INSTRUCTION A |
List the towns that the article on the western Queensland floods below names as lying around the Corfield district.

WESTERN QLD FLOODS: 'In one place I saw 3,000 dead cattle'
AN ALPHA grazier and helicopter pilot has seen scenes this week he could have never imagined.
Jamie Bush, 28, has been assisting graziers in the Corfield region as they battle the aftermath of the North Queensland floods that struck earlier this month.
Mr Bush has a helicopter business, contracted for all sorts of air work from charter, photography, feral animal control, search and rescue, sling operations, fire lighting, mustering and all bush services.
Based at his property at Alpha, he normally services the Central Highlands from Alpha to Aramac, Tambo and Springsure in the south and up to the Belyando Crossing.
But for the past week he has changed directions and has been helping out in the Corfield district (80km north of Winton) around Winton, Richmond and Julia Creek.
Mr Bush has been staying with the Mutelwit and Carrington families, where he has been "more than well-looked after", despite the hard circumstances.

SUPPLIED RECORDS |
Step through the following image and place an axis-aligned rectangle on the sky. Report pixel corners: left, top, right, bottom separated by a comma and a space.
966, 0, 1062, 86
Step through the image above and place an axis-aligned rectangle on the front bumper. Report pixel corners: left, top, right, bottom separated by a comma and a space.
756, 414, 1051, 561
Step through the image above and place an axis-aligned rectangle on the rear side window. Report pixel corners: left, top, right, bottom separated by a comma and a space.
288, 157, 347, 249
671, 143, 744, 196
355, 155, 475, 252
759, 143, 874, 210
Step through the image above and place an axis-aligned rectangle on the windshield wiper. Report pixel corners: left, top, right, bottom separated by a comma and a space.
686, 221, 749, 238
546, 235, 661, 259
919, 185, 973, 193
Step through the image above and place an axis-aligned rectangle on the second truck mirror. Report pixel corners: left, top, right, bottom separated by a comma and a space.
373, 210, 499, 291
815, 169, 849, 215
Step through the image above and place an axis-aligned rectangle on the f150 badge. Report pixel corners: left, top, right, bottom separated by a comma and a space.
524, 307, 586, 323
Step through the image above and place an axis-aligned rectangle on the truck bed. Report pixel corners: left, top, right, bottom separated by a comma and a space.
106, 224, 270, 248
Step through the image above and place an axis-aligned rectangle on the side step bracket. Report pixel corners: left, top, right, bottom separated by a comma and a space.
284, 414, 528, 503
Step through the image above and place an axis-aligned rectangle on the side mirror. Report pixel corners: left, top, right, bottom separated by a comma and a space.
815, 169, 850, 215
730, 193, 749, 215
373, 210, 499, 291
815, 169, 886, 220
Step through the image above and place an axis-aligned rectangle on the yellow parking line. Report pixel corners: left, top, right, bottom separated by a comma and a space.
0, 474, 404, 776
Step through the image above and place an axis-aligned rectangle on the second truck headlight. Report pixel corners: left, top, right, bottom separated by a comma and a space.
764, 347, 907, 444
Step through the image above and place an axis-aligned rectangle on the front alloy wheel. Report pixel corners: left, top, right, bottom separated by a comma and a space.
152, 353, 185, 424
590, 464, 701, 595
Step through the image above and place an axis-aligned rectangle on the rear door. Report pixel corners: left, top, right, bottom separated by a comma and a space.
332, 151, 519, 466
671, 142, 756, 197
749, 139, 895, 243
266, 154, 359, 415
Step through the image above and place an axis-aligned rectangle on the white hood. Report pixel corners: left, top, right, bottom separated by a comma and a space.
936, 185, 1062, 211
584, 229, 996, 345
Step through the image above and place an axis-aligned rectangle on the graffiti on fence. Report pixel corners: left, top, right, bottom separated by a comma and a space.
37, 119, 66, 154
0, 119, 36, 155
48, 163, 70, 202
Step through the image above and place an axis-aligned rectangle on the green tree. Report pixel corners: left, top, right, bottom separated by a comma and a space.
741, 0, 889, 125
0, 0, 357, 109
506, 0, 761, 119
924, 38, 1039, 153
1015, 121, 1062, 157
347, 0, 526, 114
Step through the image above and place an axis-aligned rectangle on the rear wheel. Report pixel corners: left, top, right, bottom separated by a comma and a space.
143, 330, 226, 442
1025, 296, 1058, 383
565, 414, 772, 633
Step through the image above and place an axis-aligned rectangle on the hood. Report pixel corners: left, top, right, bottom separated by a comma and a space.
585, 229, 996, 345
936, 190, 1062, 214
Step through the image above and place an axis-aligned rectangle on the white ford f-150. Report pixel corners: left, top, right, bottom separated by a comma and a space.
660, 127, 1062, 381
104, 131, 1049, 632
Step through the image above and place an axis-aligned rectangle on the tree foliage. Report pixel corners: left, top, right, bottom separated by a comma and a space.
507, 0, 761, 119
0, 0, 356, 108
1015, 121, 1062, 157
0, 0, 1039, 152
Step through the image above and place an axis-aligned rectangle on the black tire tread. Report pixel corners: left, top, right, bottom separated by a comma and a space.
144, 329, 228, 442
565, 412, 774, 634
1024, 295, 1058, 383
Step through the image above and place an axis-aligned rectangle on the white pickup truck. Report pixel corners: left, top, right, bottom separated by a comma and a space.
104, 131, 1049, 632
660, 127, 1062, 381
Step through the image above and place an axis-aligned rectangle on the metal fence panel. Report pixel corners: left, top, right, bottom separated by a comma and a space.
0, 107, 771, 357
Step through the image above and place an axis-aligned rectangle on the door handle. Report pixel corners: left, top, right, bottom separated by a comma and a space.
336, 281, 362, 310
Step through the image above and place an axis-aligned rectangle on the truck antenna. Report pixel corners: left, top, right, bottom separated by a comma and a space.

INSTRUCTION B |
In the records, edit the part that opens with the line containing "the rear side" and closes with the line containing "759, 143, 874, 210". Replace "rectangle" with "box", leave everything else unchanged, and give back only those lines.

FULL SOLUTION A |
Winton, Richmond, Julia Creek

FULL SOLUTION B |
Step through the image above and place an axis-aligned box on the rear side window. Report pixel corners: left, top, right, bottom separated by a comma and a space.
288, 157, 347, 249
671, 143, 744, 196
355, 155, 475, 252
759, 143, 874, 210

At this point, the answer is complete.